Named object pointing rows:
***

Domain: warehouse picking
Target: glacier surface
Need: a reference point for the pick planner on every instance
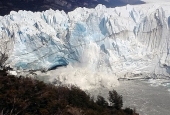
(96, 45)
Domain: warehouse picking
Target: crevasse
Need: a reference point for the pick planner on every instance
(122, 41)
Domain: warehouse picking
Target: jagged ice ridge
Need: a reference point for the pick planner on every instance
(101, 43)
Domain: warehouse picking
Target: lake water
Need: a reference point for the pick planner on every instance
(149, 97)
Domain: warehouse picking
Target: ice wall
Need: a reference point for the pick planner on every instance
(118, 42)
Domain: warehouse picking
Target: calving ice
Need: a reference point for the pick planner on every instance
(121, 42)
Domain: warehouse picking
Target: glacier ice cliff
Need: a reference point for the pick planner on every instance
(116, 42)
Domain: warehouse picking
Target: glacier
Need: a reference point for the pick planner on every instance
(89, 46)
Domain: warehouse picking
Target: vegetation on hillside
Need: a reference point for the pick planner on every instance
(27, 96)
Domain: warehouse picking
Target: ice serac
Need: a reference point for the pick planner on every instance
(118, 42)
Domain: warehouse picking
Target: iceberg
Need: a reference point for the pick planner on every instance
(121, 42)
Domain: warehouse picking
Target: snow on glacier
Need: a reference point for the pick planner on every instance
(97, 45)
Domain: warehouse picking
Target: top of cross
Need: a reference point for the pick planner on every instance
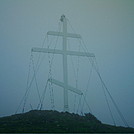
(62, 17)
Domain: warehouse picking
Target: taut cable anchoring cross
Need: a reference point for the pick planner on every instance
(64, 52)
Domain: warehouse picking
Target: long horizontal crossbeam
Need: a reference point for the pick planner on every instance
(71, 35)
(56, 51)
(61, 84)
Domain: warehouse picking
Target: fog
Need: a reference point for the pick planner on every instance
(107, 28)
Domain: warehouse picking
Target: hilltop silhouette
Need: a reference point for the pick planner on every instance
(54, 121)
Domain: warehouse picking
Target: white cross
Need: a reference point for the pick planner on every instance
(64, 52)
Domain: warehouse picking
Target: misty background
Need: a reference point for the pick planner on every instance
(107, 28)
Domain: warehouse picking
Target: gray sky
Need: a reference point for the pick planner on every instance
(107, 27)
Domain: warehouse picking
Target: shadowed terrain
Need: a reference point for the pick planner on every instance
(54, 121)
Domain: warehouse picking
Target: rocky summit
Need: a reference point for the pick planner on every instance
(54, 121)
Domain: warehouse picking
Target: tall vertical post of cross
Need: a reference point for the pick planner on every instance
(64, 52)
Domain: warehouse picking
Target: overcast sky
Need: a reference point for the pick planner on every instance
(107, 28)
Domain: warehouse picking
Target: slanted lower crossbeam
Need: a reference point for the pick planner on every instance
(64, 52)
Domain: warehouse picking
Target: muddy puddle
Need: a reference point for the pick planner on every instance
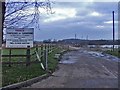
(68, 59)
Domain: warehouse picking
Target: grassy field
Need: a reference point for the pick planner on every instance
(115, 53)
(18, 73)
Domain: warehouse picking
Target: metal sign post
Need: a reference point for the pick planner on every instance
(113, 31)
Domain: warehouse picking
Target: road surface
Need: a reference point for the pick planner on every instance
(80, 69)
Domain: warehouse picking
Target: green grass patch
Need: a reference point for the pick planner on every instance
(115, 53)
(19, 73)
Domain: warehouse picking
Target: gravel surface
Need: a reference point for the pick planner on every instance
(79, 69)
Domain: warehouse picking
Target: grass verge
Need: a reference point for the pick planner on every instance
(19, 73)
(115, 53)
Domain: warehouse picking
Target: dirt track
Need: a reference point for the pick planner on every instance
(78, 69)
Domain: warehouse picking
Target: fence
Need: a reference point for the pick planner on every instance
(29, 54)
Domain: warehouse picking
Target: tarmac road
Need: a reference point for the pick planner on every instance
(79, 69)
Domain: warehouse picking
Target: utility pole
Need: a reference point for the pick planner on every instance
(75, 36)
(1, 16)
(113, 31)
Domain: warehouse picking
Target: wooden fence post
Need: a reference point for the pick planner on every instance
(10, 58)
(37, 48)
(28, 56)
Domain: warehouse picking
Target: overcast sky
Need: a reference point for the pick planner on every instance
(92, 19)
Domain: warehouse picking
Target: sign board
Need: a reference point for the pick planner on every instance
(19, 37)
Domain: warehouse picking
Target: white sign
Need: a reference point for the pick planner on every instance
(19, 37)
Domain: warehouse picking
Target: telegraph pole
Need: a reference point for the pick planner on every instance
(1, 24)
(113, 31)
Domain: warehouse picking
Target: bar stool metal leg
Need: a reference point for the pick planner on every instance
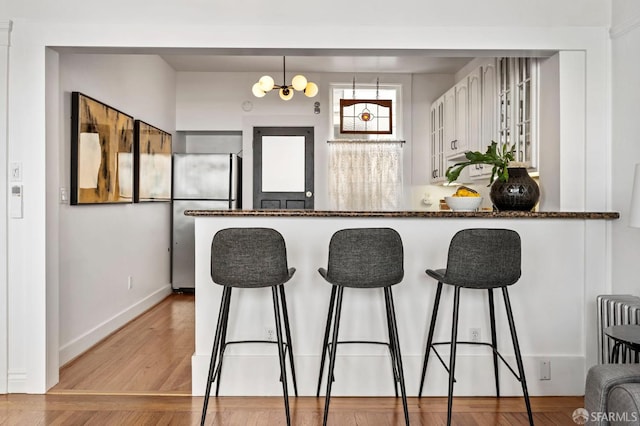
(327, 333)
(392, 352)
(332, 357)
(452, 358)
(281, 355)
(516, 348)
(223, 342)
(494, 345)
(226, 293)
(432, 327)
(395, 343)
(287, 330)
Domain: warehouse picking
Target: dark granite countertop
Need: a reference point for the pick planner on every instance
(408, 214)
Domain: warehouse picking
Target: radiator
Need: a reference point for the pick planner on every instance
(615, 310)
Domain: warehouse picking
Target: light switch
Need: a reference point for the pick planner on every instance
(15, 172)
(16, 201)
(64, 196)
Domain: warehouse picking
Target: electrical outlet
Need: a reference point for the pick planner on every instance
(270, 334)
(545, 369)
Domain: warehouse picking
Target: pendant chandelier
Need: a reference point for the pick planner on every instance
(299, 83)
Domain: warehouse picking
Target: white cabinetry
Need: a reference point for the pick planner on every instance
(517, 96)
(497, 101)
(455, 119)
(475, 117)
(437, 140)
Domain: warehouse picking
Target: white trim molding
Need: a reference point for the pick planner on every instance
(5, 31)
(626, 27)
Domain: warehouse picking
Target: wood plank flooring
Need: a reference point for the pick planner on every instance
(102, 387)
(150, 355)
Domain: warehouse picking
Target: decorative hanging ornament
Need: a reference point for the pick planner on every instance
(366, 115)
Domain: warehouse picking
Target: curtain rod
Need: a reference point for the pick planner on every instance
(365, 141)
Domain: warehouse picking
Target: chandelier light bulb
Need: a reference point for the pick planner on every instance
(286, 93)
(266, 83)
(299, 82)
(311, 90)
(257, 91)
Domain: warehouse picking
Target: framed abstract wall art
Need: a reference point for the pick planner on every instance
(101, 152)
(152, 163)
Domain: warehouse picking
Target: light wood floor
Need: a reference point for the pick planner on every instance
(141, 376)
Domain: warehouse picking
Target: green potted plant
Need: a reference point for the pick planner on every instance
(498, 156)
(511, 186)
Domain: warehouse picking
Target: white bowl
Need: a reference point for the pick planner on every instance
(463, 204)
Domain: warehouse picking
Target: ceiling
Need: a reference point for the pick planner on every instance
(321, 64)
(411, 61)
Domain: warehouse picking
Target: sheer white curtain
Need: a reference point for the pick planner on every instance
(365, 176)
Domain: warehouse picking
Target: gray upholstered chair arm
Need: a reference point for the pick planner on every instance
(602, 378)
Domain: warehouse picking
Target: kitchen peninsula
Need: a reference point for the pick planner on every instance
(553, 304)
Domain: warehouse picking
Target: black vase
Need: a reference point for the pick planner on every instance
(519, 192)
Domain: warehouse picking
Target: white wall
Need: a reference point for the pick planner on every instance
(99, 246)
(213, 101)
(461, 24)
(625, 142)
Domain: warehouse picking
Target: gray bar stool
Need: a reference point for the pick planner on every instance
(250, 258)
(363, 258)
(483, 259)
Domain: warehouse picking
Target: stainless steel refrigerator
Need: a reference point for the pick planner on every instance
(200, 181)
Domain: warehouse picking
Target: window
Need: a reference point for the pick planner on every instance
(383, 92)
(365, 169)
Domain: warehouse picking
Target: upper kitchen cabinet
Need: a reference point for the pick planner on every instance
(518, 100)
(456, 102)
(497, 101)
(437, 141)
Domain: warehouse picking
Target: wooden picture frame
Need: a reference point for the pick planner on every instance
(152, 163)
(101, 153)
(366, 116)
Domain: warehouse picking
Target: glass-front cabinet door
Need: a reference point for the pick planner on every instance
(517, 96)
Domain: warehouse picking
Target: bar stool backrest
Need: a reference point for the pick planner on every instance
(365, 258)
(248, 257)
(484, 258)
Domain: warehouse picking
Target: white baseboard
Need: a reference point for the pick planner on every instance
(248, 375)
(87, 340)
(16, 382)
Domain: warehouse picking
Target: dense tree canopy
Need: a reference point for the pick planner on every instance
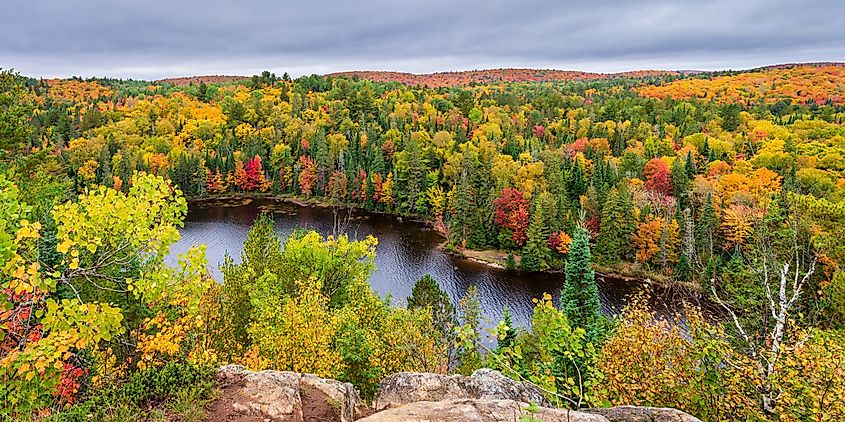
(732, 185)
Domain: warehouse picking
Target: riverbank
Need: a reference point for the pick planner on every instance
(492, 258)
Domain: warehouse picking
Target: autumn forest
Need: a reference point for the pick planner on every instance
(729, 184)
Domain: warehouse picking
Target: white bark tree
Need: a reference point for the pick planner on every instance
(784, 275)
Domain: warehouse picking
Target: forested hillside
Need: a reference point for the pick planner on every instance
(732, 184)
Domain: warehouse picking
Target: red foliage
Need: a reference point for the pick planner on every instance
(307, 175)
(442, 79)
(657, 177)
(337, 186)
(20, 328)
(579, 145)
(512, 213)
(255, 178)
(239, 177)
(69, 382)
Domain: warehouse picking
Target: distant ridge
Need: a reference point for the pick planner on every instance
(208, 79)
(456, 78)
(441, 79)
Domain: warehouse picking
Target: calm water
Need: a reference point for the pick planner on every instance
(406, 251)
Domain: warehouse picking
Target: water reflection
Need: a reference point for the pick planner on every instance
(406, 251)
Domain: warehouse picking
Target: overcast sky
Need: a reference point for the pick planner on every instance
(151, 39)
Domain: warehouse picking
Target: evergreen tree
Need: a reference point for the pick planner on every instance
(679, 180)
(536, 255)
(576, 180)
(469, 356)
(614, 239)
(459, 226)
(706, 227)
(683, 271)
(508, 336)
(690, 166)
(428, 294)
(580, 296)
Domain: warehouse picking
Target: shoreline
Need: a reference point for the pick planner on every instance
(491, 258)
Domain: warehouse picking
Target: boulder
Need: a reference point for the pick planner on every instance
(643, 414)
(406, 387)
(477, 410)
(282, 396)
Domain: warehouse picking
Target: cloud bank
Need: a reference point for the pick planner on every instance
(154, 38)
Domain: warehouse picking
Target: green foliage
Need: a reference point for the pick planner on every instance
(580, 296)
(144, 390)
(614, 240)
(554, 356)
(469, 332)
(15, 111)
(536, 256)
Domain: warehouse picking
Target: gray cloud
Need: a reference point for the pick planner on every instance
(156, 38)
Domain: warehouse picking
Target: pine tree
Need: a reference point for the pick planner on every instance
(508, 337)
(705, 229)
(536, 255)
(690, 166)
(614, 240)
(580, 296)
(459, 226)
(428, 294)
(576, 180)
(679, 182)
(683, 271)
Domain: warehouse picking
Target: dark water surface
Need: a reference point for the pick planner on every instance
(406, 251)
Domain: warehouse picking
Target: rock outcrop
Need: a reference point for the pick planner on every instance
(408, 387)
(477, 410)
(485, 396)
(283, 396)
(643, 414)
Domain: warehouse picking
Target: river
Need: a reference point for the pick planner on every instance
(406, 251)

***

Directions: Report how many lines of the rows above contain the string "road". Give only the number.

Task answer: 2